# Your objective
Render every line of all the records below as one numbered list, leaving out the blank lines.

>> START Exercise data

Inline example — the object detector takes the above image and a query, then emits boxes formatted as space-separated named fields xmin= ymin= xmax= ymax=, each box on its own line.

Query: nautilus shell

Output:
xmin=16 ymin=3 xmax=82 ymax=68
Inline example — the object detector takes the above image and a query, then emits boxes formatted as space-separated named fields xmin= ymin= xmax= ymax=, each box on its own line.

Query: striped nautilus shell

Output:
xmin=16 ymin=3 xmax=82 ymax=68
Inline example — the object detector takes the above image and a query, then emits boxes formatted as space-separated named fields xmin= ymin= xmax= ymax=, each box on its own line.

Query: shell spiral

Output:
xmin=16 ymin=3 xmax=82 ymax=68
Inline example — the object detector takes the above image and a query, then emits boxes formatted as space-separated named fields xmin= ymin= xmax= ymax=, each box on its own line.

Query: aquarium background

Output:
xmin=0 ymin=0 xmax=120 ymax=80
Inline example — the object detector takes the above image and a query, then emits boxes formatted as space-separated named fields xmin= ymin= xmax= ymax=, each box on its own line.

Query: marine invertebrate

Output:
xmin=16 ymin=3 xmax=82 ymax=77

>> END Exercise data

# Answer below
1. Inline example — the object detector takes the above image and a query, then emits boxes formatted as space-separated named fields xmin= ymin= xmax= ymax=, each box on its own line.
2. Query: nautilus shell
3. Output:
4. xmin=16 ymin=3 xmax=82 ymax=68
5. Inline example — the object detector takes the above image and a query, then emits boxes formatted as space-separated named fields xmin= ymin= xmax= ymax=, each box on its own line.
6. Query: striped nautilus shell
7. Output:
8. xmin=16 ymin=3 xmax=82 ymax=68
9. Inline example — the object detector takes the above image and a query, then emits boxes formatted as space-separated named fields xmin= ymin= xmax= ymax=, each box on its own line.
10. Query: shell spiral
11. Output:
12. xmin=16 ymin=3 xmax=82 ymax=68
13. Inline example — the object detector takes the above image and a query, then emits boxes formatted as space-separated named fields xmin= ymin= xmax= ymax=, each box on its own line.
14. Query: aquarium background
15. Output:
16. xmin=0 ymin=0 xmax=120 ymax=80
17. Inline example — the object detector takes the above image and a query, then emits boxes formatted as space-separated named fields xmin= ymin= xmax= ymax=, each box on its own line.
18. Query: marine invertebrate
19. Output:
20. xmin=16 ymin=3 xmax=82 ymax=77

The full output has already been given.